• **Problem requirements**: Read the records and gather each line that includes "below".

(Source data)
Content starts
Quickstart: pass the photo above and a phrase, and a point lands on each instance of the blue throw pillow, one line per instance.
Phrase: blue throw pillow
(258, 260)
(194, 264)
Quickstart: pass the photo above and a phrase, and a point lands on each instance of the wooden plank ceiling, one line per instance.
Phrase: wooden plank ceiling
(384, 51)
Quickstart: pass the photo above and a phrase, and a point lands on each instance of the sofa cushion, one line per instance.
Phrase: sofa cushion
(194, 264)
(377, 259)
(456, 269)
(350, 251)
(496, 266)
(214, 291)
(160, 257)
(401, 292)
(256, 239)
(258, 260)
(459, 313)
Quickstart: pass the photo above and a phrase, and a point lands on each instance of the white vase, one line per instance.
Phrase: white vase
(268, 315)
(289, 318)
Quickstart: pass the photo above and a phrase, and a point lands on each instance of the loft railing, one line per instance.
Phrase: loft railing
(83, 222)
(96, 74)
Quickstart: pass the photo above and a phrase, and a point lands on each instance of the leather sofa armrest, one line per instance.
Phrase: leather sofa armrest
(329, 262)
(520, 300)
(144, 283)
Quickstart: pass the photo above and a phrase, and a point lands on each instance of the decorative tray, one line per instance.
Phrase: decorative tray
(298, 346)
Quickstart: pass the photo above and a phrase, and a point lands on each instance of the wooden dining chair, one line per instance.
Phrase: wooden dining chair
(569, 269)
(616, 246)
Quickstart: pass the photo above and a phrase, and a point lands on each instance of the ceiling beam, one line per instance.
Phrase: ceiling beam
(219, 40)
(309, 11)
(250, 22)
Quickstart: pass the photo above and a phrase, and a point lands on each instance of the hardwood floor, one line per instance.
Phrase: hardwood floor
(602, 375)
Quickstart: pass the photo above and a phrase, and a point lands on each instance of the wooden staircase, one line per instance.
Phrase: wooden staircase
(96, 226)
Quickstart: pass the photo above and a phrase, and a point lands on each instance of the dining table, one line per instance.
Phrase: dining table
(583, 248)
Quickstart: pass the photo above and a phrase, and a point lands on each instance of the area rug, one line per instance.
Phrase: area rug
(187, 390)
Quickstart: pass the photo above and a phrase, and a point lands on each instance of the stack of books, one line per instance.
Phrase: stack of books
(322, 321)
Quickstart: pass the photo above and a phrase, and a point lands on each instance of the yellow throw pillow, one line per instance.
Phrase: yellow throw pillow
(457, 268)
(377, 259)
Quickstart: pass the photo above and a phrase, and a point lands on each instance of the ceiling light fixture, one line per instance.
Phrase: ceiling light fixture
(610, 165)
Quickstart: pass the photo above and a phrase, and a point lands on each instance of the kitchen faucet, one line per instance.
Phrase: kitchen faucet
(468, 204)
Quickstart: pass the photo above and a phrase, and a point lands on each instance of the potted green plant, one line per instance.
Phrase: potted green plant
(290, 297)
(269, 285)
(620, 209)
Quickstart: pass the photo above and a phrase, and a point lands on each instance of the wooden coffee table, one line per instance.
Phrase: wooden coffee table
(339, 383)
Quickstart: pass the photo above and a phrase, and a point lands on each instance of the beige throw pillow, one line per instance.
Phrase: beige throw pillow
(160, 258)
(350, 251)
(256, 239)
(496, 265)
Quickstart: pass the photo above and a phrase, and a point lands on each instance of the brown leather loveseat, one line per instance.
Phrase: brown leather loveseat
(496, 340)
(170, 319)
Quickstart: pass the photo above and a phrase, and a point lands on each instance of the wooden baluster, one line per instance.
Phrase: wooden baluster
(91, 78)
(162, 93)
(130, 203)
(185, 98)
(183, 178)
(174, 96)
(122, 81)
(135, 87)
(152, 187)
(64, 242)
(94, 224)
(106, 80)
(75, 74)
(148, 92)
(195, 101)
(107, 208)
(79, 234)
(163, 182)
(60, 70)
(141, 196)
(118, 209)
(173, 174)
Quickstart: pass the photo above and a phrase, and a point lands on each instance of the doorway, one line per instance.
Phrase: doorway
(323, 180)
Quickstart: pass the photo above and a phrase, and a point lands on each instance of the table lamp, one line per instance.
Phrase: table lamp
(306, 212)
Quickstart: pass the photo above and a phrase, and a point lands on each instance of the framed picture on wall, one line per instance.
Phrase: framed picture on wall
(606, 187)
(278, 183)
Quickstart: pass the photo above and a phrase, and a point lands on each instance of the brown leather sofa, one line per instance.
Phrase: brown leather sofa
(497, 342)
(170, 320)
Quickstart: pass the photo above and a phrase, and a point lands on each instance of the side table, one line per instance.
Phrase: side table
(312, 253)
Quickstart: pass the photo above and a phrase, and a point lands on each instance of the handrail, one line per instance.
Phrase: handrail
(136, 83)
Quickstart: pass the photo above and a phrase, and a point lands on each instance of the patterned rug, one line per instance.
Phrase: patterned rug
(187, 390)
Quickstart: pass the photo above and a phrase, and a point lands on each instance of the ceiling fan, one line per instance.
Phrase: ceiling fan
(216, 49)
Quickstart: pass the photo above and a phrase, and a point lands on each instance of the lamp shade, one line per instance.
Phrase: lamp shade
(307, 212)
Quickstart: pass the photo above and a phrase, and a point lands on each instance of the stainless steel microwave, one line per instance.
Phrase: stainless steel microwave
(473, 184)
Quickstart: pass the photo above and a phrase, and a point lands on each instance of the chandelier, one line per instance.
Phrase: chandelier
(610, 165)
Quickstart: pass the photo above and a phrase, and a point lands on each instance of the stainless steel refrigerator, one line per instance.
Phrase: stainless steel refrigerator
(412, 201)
Content ends
Content starts
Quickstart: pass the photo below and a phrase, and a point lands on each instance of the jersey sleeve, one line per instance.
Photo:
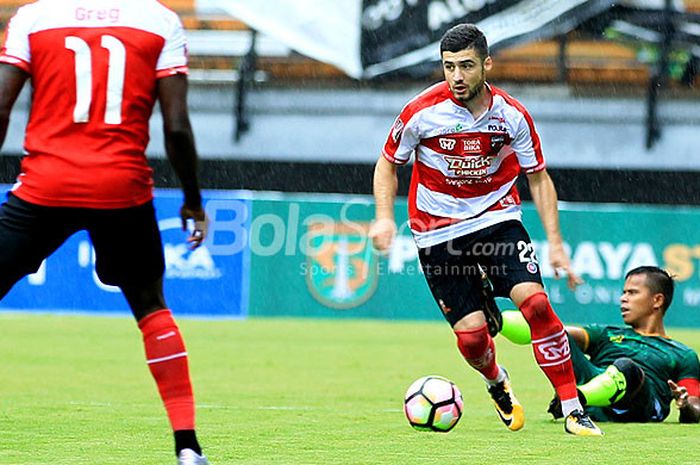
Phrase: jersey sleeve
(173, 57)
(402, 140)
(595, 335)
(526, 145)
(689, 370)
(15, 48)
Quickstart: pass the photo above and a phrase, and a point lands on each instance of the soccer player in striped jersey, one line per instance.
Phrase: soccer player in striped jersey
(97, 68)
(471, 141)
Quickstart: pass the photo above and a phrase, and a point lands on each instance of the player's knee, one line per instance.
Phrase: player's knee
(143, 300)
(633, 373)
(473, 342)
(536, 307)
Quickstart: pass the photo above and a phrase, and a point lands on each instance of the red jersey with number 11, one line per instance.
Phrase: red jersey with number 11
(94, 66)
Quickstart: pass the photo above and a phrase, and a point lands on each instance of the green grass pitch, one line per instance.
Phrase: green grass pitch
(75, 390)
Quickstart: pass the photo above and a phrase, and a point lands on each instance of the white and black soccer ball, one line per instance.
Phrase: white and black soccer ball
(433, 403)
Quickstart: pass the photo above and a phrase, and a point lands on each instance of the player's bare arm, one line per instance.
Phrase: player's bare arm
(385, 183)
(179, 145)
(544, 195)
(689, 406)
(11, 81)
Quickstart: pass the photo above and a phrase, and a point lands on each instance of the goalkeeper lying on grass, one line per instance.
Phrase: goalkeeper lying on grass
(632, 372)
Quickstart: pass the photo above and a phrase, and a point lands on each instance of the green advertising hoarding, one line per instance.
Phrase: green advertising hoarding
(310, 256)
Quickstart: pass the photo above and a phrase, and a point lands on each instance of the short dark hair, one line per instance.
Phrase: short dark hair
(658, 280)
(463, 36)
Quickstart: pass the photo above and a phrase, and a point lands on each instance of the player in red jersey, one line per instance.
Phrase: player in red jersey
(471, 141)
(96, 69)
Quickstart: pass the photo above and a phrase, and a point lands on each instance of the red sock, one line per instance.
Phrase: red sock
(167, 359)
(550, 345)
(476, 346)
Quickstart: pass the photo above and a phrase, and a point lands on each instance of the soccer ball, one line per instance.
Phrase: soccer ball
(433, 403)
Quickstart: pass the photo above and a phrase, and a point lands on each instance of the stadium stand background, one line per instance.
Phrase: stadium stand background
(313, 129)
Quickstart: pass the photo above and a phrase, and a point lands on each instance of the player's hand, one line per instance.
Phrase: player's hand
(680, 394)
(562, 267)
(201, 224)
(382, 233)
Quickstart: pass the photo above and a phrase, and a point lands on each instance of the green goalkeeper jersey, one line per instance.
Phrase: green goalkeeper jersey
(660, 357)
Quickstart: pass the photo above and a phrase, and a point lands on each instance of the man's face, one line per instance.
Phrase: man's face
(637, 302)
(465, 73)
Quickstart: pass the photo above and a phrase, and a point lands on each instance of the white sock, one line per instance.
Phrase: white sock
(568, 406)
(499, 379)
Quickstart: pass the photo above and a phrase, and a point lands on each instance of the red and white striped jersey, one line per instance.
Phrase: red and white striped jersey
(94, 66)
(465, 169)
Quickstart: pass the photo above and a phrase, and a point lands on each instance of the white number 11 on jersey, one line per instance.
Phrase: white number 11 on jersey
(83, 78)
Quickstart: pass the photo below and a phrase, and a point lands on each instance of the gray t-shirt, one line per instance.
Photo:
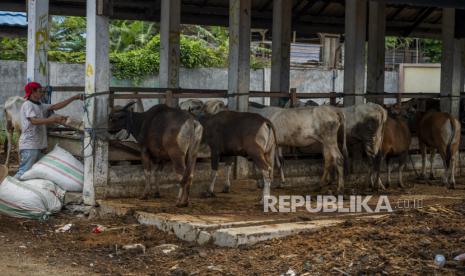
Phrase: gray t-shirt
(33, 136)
Content ends
• **Finished task**:
Quickstart: pass the photo below and a phrase, and a point lands on each instance of the jersey sleeve, one line per instance.
Quickstart: pass the photo below and a phrase, and a point lands on each instance of the gray t-shirt, one line per instance.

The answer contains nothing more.